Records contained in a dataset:

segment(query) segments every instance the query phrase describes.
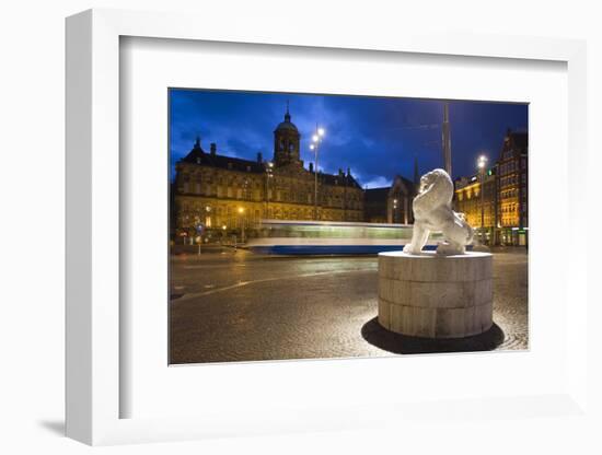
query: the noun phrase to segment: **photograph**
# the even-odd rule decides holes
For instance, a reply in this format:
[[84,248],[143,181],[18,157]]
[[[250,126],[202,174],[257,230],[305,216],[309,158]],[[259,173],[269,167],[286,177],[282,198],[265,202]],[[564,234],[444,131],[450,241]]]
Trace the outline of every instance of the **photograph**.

--

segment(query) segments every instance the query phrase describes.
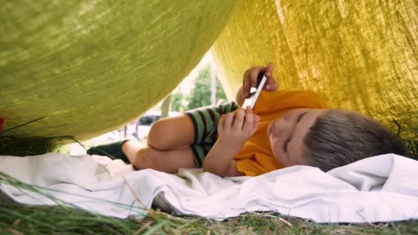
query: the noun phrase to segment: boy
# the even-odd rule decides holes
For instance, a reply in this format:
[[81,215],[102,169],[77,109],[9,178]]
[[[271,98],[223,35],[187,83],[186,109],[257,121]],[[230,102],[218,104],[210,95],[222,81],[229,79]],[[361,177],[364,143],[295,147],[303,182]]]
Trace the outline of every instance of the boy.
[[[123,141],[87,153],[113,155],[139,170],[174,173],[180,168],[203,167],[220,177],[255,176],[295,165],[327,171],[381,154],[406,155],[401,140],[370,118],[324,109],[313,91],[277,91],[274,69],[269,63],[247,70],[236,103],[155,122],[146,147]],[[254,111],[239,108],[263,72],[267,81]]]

==

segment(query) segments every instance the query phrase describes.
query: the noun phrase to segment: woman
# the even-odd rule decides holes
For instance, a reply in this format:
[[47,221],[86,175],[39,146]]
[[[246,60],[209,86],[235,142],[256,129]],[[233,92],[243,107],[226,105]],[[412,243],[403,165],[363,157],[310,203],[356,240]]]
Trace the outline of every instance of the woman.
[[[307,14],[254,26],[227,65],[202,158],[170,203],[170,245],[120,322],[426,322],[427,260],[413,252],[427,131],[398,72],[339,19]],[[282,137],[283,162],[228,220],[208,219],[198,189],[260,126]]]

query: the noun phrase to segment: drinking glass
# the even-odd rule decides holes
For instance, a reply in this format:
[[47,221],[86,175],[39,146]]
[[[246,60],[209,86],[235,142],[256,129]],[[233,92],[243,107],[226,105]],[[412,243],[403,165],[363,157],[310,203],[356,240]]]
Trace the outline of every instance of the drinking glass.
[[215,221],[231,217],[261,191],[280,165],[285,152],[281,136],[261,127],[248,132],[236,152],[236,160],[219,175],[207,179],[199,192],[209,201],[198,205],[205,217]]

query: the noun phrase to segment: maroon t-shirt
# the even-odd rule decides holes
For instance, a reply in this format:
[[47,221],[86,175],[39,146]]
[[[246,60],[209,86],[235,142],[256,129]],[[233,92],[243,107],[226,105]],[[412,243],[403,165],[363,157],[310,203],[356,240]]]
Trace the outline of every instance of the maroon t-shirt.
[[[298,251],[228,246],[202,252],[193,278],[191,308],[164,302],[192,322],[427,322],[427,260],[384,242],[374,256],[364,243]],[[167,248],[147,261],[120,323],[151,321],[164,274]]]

:: SET TASK ::
Report each line of the data above that contains the string "segment". Case counts, so uppercase and lowercase letters don't match each other.

:: COMPLETE ANSWER ::
segment(query) segments every instance the query phrase describes.
query: the noun phrase to segment: **photograph**
segment(query) segments every instance the query phrase describes.
query: the noun phrase to segment: boy
segment(query) segments every instance the query phrase describes.
query: the noun phrase to segment: woman
query: the noun phrase to segment: drinking glass
query: the noun phrase to segment: maroon t-shirt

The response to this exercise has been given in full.